■ WORK ORDER ■
How many lines in the entries below contain the string "rough", with case taken into account? Give only the number.

■ MATERIAL SUPPLIED ■
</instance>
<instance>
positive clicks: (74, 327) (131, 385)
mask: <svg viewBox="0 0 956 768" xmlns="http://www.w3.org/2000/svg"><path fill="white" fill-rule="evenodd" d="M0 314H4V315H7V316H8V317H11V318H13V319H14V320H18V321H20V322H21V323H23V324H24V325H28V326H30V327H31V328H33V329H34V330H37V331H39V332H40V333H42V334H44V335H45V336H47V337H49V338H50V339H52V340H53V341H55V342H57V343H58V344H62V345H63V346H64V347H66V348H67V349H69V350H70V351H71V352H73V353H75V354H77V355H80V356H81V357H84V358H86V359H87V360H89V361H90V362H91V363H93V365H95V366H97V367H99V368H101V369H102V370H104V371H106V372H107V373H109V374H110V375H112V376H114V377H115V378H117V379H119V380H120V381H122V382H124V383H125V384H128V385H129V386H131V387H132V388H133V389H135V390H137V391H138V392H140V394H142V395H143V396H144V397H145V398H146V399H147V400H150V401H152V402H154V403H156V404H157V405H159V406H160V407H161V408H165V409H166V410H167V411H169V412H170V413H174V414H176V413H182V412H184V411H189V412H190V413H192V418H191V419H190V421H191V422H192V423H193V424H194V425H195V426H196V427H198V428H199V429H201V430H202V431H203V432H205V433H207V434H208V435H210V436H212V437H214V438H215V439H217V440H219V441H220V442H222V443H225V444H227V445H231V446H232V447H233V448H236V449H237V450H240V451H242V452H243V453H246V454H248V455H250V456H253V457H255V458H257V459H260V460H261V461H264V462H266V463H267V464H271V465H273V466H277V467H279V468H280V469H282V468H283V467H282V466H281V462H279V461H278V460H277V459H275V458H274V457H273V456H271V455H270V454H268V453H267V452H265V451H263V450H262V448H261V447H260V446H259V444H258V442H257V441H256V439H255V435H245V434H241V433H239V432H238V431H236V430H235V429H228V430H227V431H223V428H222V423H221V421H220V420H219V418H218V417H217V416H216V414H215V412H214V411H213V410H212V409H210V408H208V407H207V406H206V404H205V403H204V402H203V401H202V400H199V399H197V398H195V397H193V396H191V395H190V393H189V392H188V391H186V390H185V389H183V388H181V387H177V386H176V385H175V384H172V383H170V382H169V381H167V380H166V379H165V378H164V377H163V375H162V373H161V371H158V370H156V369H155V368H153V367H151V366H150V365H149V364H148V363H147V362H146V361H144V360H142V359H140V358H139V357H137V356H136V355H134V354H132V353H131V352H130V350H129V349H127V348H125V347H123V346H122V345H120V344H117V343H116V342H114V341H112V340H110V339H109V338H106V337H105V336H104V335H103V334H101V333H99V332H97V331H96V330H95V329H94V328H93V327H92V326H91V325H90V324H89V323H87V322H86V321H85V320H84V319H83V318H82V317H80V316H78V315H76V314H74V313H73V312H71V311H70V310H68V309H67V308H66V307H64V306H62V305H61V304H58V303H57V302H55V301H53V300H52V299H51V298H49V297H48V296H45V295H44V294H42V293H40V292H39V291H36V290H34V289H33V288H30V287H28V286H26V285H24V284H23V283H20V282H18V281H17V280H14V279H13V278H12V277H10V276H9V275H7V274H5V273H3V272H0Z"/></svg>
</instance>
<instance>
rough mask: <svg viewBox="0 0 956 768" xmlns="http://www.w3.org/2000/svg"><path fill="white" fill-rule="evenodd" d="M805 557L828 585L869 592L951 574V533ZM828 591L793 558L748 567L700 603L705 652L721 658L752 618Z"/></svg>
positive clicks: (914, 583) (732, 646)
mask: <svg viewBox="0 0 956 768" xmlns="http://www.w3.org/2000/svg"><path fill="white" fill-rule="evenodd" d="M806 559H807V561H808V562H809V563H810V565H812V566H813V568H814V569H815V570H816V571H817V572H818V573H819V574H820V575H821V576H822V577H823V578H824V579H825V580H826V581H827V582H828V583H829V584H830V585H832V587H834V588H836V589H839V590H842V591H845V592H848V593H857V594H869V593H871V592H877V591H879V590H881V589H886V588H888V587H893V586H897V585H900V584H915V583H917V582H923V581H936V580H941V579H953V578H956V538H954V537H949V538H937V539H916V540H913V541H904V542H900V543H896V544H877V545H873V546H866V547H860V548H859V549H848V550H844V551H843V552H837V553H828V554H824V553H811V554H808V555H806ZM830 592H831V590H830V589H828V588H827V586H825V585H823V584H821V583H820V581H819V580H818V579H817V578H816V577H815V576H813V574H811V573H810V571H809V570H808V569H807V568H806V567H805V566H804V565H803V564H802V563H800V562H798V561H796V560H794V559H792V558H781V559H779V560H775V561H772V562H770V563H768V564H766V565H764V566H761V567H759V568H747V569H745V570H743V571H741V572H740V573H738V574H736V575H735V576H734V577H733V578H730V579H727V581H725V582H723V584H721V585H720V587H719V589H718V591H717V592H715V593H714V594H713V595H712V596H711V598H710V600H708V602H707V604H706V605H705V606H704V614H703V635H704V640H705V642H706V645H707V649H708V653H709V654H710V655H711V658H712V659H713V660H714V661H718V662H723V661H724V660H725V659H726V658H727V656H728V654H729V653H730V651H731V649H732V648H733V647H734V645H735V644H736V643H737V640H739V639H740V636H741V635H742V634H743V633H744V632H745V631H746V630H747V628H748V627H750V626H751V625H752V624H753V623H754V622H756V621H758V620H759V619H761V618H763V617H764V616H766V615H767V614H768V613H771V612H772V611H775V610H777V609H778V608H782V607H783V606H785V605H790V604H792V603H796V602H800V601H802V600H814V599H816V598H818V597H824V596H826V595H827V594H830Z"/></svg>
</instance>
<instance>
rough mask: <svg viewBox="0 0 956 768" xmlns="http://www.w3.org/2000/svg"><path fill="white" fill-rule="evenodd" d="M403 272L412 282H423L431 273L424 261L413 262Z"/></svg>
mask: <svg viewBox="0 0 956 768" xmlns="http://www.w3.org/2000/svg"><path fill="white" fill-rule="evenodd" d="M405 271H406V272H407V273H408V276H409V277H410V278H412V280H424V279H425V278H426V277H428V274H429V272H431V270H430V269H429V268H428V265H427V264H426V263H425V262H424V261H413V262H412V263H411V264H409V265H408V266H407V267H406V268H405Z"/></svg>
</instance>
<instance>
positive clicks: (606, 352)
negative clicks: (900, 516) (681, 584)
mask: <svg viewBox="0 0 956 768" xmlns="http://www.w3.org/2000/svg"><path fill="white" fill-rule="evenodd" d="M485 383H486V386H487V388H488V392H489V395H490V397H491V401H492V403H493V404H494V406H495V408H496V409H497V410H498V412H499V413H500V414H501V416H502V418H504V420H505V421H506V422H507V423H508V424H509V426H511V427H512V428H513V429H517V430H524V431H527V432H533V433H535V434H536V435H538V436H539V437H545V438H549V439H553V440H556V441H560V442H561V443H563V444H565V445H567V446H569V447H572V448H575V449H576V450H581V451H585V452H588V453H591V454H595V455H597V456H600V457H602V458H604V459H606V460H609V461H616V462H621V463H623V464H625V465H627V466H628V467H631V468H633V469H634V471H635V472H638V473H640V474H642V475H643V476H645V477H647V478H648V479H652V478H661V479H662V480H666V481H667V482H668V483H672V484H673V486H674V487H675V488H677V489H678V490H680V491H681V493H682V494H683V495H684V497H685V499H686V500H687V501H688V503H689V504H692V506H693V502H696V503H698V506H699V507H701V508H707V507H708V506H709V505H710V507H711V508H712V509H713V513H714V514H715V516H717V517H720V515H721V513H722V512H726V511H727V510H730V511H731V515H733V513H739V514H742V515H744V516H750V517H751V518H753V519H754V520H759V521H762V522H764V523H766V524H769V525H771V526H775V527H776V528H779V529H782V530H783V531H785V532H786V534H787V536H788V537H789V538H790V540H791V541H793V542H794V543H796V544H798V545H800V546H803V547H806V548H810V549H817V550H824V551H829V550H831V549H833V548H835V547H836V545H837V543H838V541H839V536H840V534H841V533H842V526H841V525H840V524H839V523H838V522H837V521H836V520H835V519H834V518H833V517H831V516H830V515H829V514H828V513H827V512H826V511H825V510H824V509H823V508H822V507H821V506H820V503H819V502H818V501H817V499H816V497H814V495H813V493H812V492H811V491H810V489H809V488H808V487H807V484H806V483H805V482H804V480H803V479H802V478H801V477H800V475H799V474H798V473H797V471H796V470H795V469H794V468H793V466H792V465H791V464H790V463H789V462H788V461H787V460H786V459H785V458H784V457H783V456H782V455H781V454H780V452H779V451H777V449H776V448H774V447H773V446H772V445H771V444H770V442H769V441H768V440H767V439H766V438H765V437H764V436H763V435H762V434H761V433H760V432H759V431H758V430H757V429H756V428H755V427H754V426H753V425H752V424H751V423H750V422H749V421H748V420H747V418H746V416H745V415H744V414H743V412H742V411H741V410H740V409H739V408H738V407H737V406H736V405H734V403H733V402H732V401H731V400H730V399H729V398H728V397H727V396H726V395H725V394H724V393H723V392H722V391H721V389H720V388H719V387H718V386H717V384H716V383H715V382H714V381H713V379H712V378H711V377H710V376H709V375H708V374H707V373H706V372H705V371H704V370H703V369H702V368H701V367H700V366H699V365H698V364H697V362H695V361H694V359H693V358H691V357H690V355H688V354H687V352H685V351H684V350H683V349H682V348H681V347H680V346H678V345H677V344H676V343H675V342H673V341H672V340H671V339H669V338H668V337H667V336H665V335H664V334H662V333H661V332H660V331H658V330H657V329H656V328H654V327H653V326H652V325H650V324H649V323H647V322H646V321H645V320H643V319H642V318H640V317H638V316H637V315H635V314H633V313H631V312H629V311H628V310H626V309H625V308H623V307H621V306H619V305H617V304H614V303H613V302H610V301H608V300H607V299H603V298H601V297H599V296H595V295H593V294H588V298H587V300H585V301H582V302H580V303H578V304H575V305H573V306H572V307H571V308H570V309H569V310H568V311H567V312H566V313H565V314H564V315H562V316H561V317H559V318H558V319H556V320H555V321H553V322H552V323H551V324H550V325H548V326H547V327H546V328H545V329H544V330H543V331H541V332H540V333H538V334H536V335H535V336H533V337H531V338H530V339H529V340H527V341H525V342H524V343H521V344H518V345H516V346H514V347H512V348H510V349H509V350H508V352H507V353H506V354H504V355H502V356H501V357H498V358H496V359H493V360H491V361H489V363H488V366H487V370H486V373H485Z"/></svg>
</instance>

---

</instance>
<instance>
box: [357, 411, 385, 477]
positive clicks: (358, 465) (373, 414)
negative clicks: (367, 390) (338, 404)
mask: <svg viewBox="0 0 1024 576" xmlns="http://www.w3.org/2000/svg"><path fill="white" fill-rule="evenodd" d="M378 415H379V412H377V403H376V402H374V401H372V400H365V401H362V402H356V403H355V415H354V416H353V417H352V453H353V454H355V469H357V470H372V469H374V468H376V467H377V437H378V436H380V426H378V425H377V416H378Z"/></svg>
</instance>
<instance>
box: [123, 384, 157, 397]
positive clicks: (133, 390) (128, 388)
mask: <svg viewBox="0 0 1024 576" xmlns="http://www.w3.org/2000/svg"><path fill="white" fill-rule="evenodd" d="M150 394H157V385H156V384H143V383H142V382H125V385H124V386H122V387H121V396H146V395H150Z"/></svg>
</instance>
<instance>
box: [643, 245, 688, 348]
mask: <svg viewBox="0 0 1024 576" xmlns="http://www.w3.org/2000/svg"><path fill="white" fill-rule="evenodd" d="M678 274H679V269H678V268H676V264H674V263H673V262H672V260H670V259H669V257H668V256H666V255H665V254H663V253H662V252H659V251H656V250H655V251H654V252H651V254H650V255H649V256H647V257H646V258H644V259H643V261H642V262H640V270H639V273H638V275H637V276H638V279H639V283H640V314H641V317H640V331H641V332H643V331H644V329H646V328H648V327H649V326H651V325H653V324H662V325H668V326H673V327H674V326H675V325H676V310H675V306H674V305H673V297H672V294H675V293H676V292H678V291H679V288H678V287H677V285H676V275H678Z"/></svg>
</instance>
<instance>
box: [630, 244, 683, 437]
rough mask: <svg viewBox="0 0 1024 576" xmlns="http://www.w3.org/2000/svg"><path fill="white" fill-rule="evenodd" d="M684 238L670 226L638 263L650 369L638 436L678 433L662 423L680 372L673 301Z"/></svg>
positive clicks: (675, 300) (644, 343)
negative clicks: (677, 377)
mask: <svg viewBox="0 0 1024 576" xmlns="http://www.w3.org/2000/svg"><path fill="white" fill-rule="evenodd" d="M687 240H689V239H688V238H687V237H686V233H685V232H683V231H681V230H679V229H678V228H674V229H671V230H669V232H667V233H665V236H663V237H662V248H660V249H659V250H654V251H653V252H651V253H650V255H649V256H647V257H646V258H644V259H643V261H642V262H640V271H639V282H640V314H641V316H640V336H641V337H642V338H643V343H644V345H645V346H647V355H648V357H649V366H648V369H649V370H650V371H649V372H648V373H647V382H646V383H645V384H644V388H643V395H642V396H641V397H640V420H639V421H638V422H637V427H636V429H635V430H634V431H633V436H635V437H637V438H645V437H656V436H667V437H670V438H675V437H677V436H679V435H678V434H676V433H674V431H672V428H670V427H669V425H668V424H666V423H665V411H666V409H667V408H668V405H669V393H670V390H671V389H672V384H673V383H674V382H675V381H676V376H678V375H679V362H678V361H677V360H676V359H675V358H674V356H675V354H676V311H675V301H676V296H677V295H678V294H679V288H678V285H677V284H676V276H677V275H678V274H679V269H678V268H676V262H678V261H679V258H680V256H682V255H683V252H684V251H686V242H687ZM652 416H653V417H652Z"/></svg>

■ OUTPUT OF THE TASK ■
3